[Saved entries]
# # # # # # #

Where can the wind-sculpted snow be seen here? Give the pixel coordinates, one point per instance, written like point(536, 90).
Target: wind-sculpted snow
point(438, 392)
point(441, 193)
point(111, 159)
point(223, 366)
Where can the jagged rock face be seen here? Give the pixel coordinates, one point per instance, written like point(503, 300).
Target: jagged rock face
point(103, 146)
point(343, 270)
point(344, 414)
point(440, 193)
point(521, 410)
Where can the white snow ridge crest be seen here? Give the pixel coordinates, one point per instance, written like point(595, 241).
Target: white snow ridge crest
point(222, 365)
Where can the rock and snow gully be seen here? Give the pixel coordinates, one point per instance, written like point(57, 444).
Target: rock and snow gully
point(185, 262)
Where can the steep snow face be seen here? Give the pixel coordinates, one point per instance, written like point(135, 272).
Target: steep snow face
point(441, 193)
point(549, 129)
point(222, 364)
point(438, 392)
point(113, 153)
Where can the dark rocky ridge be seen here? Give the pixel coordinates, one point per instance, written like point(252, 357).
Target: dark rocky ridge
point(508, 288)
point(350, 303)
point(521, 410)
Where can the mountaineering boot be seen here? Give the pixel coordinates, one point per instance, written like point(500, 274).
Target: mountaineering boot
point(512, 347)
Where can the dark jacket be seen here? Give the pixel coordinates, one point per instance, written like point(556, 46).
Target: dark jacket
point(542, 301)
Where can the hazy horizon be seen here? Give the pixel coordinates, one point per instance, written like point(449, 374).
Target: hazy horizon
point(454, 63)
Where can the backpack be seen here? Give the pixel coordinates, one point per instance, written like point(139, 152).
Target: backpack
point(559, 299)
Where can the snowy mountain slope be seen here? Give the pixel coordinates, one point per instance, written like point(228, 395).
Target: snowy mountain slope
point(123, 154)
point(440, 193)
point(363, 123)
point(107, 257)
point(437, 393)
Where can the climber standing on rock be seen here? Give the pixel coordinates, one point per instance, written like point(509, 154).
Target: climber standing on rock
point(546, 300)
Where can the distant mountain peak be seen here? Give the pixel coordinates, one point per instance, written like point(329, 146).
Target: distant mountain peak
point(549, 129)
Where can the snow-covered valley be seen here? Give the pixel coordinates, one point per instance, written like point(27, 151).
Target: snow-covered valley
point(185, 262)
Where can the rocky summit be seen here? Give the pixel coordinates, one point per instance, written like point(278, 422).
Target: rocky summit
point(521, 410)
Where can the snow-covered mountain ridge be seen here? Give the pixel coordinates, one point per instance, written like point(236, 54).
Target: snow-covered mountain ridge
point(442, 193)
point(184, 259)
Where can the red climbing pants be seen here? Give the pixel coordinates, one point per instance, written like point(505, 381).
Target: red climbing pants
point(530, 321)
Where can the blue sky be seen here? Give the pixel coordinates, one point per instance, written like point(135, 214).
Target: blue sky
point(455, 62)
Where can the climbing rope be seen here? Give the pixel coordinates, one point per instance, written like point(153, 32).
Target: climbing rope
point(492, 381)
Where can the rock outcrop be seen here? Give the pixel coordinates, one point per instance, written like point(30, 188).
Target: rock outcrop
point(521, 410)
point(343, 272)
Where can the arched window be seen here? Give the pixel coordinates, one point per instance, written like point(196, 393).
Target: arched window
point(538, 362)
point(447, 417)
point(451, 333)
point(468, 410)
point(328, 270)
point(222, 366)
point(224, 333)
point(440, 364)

# # # # # # #

§ What to do
Starting with the line that contains "Where can the climbing", return each line through the last one of the data above, exactly as written and nothing more.

§ Response
Where can the climbing rope be seen here? Give the pixel coordinates, one point per instance, written like point(153, 32).
Target: climbing rope
point(492, 381)
Where can the rock outcrop be seen here? Give the pixel coordinates, one point per instance, written like point(30, 188).
Target: rock outcrop
point(521, 410)
point(343, 272)
Where can the arched window be seen here? Give the pixel coordinates, one point per instance, written like point(196, 393).
Target: arched window
point(538, 362)
point(447, 417)
point(451, 333)
point(468, 410)
point(328, 270)
point(222, 366)
point(224, 333)
point(440, 364)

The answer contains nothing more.